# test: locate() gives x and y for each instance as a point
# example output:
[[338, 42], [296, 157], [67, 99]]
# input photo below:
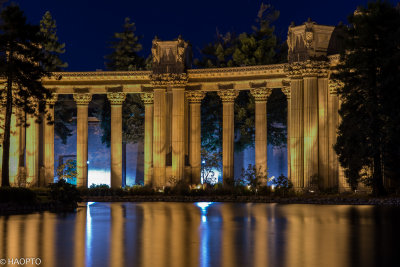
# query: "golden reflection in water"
[[201, 234]]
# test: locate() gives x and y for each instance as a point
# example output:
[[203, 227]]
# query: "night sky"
[[87, 26]]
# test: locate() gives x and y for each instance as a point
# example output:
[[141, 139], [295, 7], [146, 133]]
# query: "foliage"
[[21, 65], [256, 48], [210, 161], [253, 177], [68, 171], [17, 195], [64, 194], [367, 142]]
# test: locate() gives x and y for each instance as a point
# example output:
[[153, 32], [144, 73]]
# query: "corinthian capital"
[[82, 98], [195, 96], [116, 98], [228, 95], [148, 98]]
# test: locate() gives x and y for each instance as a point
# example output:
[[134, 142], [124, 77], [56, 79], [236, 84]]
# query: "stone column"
[[323, 134], [310, 127], [116, 100], [159, 141], [286, 91], [49, 141], [32, 151], [195, 98], [14, 147], [296, 133], [261, 95], [148, 100], [228, 137], [178, 132], [82, 103]]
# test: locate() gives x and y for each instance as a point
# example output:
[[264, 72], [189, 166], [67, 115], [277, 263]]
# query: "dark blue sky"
[[87, 26]]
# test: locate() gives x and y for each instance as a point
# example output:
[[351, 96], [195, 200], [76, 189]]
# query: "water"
[[206, 234]]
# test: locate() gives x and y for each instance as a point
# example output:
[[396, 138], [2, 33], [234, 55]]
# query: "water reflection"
[[205, 234]]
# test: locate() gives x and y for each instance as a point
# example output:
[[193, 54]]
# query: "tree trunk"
[[5, 181]]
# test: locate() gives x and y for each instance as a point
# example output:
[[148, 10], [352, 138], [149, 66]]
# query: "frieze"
[[228, 95], [148, 98], [82, 99], [116, 98], [195, 96]]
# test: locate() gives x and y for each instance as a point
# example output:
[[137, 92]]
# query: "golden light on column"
[[178, 132], [228, 101], [49, 140], [82, 103], [260, 96], [32, 151], [148, 101], [195, 98], [159, 142], [116, 99]]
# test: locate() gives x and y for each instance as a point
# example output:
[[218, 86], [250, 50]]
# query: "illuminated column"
[[159, 142], [49, 141], [296, 132], [14, 147], [310, 126], [116, 99], [261, 95], [228, 101], [82, 103], [32, 151], [148, 136], [195, 98], [286, 91], [178, 132], [323, 134]]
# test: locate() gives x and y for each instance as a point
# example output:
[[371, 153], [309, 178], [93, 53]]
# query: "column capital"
[[228, 95], [82, 98], [195, 96], [334, 86], [116, 98], [52, 100], [261, 94], [148, 98]]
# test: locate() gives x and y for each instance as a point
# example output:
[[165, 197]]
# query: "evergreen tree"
[[53, 49], [20, 57], [259, 47], [125, 58], [367, 144]]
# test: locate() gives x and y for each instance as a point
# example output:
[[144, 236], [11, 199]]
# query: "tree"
[[53, 49], [125, 57], [367, 142], [259, 47], [20, 57]]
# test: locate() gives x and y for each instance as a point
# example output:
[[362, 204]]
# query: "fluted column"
[[228, 137], [32, 151], [195, 98], [323, 133], [148, 100], [286, 91], [261, 95], [178, 132], [159, 141], [49, 141], [296, 133], [82, 103], [116, 100], [14, 146]]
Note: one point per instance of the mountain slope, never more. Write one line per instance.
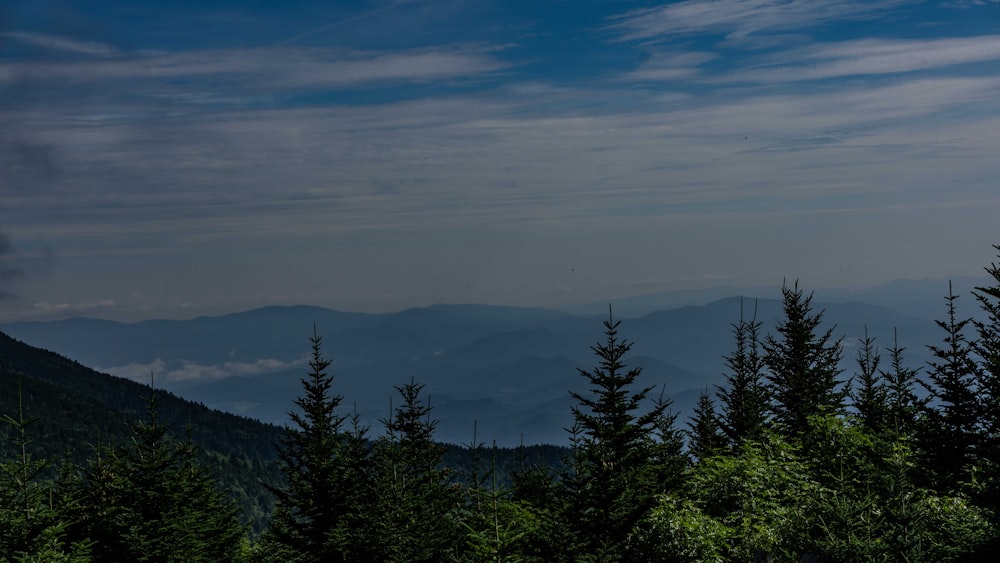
(78, 408)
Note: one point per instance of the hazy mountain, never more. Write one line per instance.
(77, 408)
(511, 369)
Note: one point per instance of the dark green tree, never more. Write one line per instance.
(802, 364)
(616, 473)
(744, 398)
(418, 505)
(870, 396)
(904, 406)
(151, 500)
(949, 432)
(34, 510)
(987, 350)
(705, 437)
(323, 509)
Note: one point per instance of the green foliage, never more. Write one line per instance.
(619, 466)
(902, 402)
(760, 494)
(802, 365)
(744, 396)
(417, 504)
(151, 500)
(948, 433)
(705, 437)
(497, 527)
(870, 396)
(80, 407)
(33, 510)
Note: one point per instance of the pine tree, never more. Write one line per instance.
(870, 397)
(312, 503)
(705, 437)
(34, 511)
(948, 434)
(151, 500)
(987, 350)
(744, 397)
(616, 476)
(417, 510)
(903, 404)
(802, 365)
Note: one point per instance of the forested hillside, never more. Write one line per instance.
(792, 457)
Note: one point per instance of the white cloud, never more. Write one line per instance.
(276, 68)
(63, 44)
(69, 309)
(185, 371)
(869, 57)
(670, 66)
(738, 18)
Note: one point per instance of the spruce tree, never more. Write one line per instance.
(417, 504)
(949, 430)
(705, 437)
(616, 471)
(802, 364)
(870, 395)
(312, 502)
(35, 511)
(987, 350)
(902, 402)
(744, 398)
(151, 500)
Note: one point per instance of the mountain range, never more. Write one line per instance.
(507, 371)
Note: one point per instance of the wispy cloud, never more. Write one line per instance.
(46, 309)
(670, 66)
(278, 68)
(738, 18)
(17, 264)
(869, 57)
(62, 44)
(184, 371)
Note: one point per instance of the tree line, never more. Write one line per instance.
(792, 456)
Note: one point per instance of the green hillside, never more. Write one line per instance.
(79, 408)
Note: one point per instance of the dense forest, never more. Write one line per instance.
(792, 458)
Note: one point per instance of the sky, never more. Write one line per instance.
(172, 159)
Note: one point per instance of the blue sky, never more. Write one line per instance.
(169, 159)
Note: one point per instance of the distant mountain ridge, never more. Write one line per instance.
(509, 369)
(78, 408)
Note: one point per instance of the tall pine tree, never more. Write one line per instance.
(802, 364)
(617, 465)
(948, 435)
(744, 395)
(417, 504)
(323, 487)
(151, 500)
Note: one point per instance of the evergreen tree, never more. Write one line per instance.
(948, 434)
(902, 401)
(616, 477)
(870, 396)
(325, 468)
(705, 437)
(152, 501)
(34, 511)
(802, 365)
(744, 397)
(417, 510)
(987, 350)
++++++
Please arrange the lines from the one containing "Note: one point per instance of the distant" through the end of the records, both included, as a Markdown table with the columns Row and Line. Give each line a row number and leave out blank lines.

| Row | Line |
|---|---|
| 1 | Note: one point per instance of the distant mountain ridge, never more. Write one line per instance. |
| 2 | (509, 369) |
| 3 | (78, 408) |
| 4 | Note: one point per instance of the tall pine tree, never more. Write one line per instance. |
| 5 | (802, 364) |
| 6 | (617, 465) |
| 7 | (948, 435) |
| 8 | (744, 395) |
| 9 | (417, 504) |
| 10 | (323, 487) |
| 11 | (151, 500) |
| 12 | Note: one point per instance of the evergreen tree, never more. Write one line per instance. |
| 13 | (948, 434) |
| 14 | (902, 401) |
| 15 | (616, 477) |
| 16 | (870, 396) |
| 17 | (325, 468) |
| 18 | (705, 437) |
| 19 | (152, 501) |
| 20 | (34, 511) |
| 21 | (802, 365) |
| 22 | (744, 397) |
| 23 | (417, 510) |
| 24 | (987, 350) |